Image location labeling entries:
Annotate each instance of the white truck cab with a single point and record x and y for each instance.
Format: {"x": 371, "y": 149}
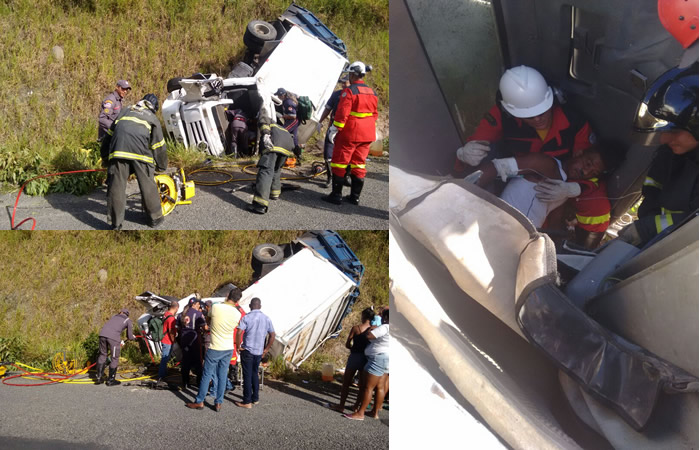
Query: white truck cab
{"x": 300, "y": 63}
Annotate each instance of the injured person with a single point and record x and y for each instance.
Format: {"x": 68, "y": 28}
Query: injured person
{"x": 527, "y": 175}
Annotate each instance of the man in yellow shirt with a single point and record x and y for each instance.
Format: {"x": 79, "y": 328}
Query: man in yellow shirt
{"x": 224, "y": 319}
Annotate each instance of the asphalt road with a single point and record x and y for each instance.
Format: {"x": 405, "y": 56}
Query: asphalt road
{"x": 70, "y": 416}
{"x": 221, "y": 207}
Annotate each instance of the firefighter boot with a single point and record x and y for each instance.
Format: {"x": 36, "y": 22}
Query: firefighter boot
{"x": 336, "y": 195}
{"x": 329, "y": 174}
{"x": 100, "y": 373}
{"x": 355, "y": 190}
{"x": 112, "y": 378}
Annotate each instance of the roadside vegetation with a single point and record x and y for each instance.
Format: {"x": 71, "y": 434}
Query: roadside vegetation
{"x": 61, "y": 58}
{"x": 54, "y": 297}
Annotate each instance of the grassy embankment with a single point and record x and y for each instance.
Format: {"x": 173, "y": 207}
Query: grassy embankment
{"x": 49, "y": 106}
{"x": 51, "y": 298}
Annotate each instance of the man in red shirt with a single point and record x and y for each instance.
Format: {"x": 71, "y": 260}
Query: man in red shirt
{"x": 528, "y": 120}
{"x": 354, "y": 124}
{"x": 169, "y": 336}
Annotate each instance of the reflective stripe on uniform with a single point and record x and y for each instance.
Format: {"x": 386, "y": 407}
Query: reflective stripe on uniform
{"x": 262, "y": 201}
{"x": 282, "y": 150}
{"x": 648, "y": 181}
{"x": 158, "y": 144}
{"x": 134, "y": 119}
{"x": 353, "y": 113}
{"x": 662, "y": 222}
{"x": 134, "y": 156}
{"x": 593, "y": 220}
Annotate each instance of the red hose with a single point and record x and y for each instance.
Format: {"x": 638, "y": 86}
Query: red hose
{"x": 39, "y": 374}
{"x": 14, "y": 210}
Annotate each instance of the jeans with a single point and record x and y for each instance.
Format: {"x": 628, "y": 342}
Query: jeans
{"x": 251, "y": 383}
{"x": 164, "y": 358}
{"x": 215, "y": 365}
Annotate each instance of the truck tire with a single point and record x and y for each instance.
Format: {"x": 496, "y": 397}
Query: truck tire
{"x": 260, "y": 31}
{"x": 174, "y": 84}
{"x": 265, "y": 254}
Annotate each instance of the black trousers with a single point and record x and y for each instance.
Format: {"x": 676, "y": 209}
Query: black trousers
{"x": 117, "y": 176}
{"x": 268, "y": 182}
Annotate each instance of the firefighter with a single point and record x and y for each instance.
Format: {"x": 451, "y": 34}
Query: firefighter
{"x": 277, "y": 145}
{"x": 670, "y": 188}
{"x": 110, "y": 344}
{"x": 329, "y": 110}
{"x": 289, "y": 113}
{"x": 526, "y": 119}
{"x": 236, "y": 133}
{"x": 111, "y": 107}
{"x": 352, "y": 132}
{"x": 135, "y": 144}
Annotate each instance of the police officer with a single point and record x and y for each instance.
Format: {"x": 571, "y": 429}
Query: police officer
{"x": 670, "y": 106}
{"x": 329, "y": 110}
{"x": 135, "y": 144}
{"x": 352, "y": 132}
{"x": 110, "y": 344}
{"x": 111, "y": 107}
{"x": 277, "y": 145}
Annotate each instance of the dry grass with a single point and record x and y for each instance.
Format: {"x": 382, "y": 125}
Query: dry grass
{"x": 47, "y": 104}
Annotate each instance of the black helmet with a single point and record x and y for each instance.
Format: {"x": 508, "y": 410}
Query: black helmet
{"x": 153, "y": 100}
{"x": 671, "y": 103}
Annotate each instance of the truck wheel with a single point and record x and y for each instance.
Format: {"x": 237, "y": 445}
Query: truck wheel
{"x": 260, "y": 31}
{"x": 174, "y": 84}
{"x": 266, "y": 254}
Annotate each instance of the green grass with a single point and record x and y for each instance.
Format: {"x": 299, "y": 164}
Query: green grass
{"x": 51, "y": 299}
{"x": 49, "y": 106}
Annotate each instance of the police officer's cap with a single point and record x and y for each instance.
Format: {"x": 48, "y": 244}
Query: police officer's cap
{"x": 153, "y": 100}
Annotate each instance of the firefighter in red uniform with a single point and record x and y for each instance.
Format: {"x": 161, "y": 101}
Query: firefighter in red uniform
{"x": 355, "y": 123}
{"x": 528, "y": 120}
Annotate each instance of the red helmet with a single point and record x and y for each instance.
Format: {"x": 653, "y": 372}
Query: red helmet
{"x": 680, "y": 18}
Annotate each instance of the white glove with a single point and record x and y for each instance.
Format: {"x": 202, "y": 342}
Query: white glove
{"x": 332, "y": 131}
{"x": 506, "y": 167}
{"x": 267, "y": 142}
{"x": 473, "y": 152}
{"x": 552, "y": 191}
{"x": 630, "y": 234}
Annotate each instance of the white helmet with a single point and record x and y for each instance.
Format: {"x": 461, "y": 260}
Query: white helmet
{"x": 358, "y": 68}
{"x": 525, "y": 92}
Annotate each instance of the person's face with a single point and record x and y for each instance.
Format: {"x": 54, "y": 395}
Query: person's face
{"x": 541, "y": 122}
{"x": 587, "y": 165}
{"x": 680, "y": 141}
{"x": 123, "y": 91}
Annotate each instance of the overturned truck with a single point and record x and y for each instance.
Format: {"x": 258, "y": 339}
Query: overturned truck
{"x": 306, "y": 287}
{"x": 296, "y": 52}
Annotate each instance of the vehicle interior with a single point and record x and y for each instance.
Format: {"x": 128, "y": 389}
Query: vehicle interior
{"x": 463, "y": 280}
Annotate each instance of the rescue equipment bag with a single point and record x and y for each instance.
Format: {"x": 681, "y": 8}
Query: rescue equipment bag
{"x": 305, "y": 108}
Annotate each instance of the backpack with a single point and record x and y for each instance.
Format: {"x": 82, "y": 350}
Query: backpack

▸ **TASK STATEMENT**: Pictures in the data above should not be copied; transcribe everything else exactly.

▸ **RESPONSE TO THE EXERCISE**:
Annotate each instance of the white truck cab with a single point and record x and y for each instance.
Format: {"x": 371, "y": 149}
Query: white truck cab
{"x": 300, "y": 63}
Annotate each instance of the injured person with a single point and record x and y for each instance.
Format: {"x": 68, "y": 28}
Query: injured person
{"x": 527, "y": 175}
Annotate each instance of the man in yellow shirt with a single point and record x and y for each instance.
Format: {"x": 79, "y": 328}
Query: man in yellow shirt
{"x": 224, "y": 319}
Annotate each instance of the asphalt road with a single point and record x and y for each instance.
Format: {"x": 405, "y": 56}
Query: asphalt road
{"x": 70, "y": 416}
{"x": 221, "y": 207}
Annotate each instance of the firefighter boot with a single point and record x and y for each instance.
Format: {"x": 36, "y": 22}
Query: firefighter boot
{"x": 336, "y": 195}
{"x": 329, "y": 174}
{"x": 100, "y": 373}
{"x": 355, "y": 190}
{"x": 112, "y": 378}
Annotate each instance of the roadside vegetation with a single point and record x and y for each instance.
Format: {"x": 71, "y": 434}
Query: roadside vegetation
{"x": 61, "y": 58}
{"x": 54, "y": 297}
Annotate each instance of the grassy embankment with a single point and record x and y for each instance.
Format: {"x": 173, "y": 207}
Query: grassy embankment
{"x": 49, "y": 106}
{"x": 51, "y": 298}
Annotate each instance of the man in red shirt with a single point and record x and y for each instance.
Format: {"x": 71, "y": 260}
Query: man in red shirt
{"x": 528, "y": 120}
{"x": 354, "y": 124}
{"x": 169, "y": 336}
Annotate each instance of the reflective stripe on uniform with a single point and record x and y for each instance.
Format: {"x": 386, "y": 407}
Query: reflective stripe on uniform
{"x": 262, "y": 201}
{"x": 282, "y": 150}
{"x": 648, "y": 181}
{"x": 158, "y": 144}
{"x": 134, "y": 119}
{"x": 353, "y": 113}
{"x": 662, "y": 222}
{"x": 134, "y": 156}
{"x": 593, "y": 220}
Annotate each instance of the red hose with a single point and record x and y for each instance.
Format: {"x": 638, "y": 86}
Query: red hose
{"x": 39, "y": 374}
{"x": 14, "y": 210}
Annotate each instance of the jeans with a single point and record x and y for each instance.
Format: {"x": 628, "y": 342}
Query: jeans
{"x": 251, "y": 383}
{"x": 164, "y": 358}
{"x": 215, "y": 365}
Annotate each instance of the truck tire with a single point and record x and y for each instance.
Format: {"x": 496, "y": 397}
Query: truck tire
{"x": 260, "y": 31}
{"x": 174, "y": 84}
{"x": 265, "y": 254}
Annotate each instance of the black trousers with a single point and record x and y for each instance.
Format: {"x": 676, "y": 209}
Query: black trousers
{"x": 117, "y": 176}
{"x": 268, "y": 182}
Annotate each instance of the firefighter with a single point and record x and y for each instance.
Format: {"x": 451, "y": 34}
Query: firefighter
{"x": 277, "y": 145}
{"x": 670, "y": 188}
{"x": 110, "y": 344}
{"x": 329, "y": 110}
{"x": 289, "y": 113}
{"x": 526, "y": 119}
{"x": 236, "y": 133}
{"x": 111, "y": 107}
{"x": 352, "y": 132}
{"x": 135, "y": 144}
Annotate each instance of the police officer with a single point and record x and y for each instance.
Format: {"x": 571, "y": 429}
Query: police officer
{"x": 670, "y": 106}
{"x": 329, "y": 110}
{"x": 135, "y": 144}
{"x": 352, "y": 132}
{"x": 110, "y": 344}
{"x": 111, "y": 107}
{"x": 277, "y": 145}
Annotate each instance of the dry grass with a single point and record x and y for each instance.
Format: {"x": 382, "y": 125}
Query: dry grass
{"x": 47, "y": 104}
Annotate each instance of the black helmet with a single point and record x and y for each instance.
Format: {"x": 508, "y": 410}
Query: black helmet
{"x": 153, "y": 100}
{"x": 671, "y": 103}
Annotate each instance of the truck wheel with a single point and record x and y for each instance.
Format: {"x": 237, "y": 445}
Query: truck wheel
{"x": 260, "y": 31}
{"x": 174, "y": 84}
{"x": 266, "y": 254}
Annotate each instance of the green grass with a single point and record x and y for each instance.
Format: {"x": 299, "y": 164}
Query: green grass
{"x": 51, "y": 299}
{"x": 49, "y": 106}
Annotate each instance of the police officer's cap with a single point and record x and y for each instance.
Format: {"x": 48, "y": 244}
Query: police officer's cap
{"x": 153, "y": 100}
Annotate each instance of the firefighter in red uniform with a single point and record x and y for each instance.
Format: {"x": 161, "y": 101}
Query: firefighter in red uniform
{"x": 355, "y": 123}
{"x": 528, "y": 120}
Annotate each instance of the red helmet with a single point and record x and y for each instance.
Format: {"x": 653, "y": 372}
Query: red helmet
{"x": 680, "y": 18}
Annotate each instance of the white glove with a single point and record x and y for each instance.
Format: {"x": 202, "y": 342}
Query: white glove
{"x": 332, "y": 131}
{"x": 506, "y": 167}
{"x": 267, "y": 142}
{"x": 473, "y": 152}
{"x": 552, "y": 191}
{"x": 630, "y": 234}
Annotate each instance of the white helmet with a single point and record x and y for each instance.
Format: {"x": 461, "y": 260}
Query: white helmet
{"x": 358, "y": 68}
{"x": 525, "y": 92}
Annotate each instance of the person's face with a single point and record x and y for each instance.
Format: {"x": 54, "y": 395}
Query: person's face
{"x": 541, "y": 122}
{"x": 587, "y": 165}
{"x": 680, "y": 141}
{"x": 123, "y": 91}
Annotate each instance of the overturned truck with a single point and record x and y for each instance.
Format: {"x": 258, "y": 339}
Query: overturned truck
{"x": 306, "y": 287}
{"x": 296, "y": 52}
Annotate each instance of the vehicle interior with a single point and record x and y for each instance.
Format: {"x": 128, "y": 389}
Query: vehicle interior
{"x": 463, "y": 280}
Annotate each instance of the rescue equipment bag with a single point and record x and y for each instance.
Format: {"x": 681, "y": 8}
Query: rescue equipment bag
{"x": 305, "y": 108}
Annotate each instance of the backpack with a single point and record x and y for each instance.
Format: {"x": 82, "y": 350}
Query: backpack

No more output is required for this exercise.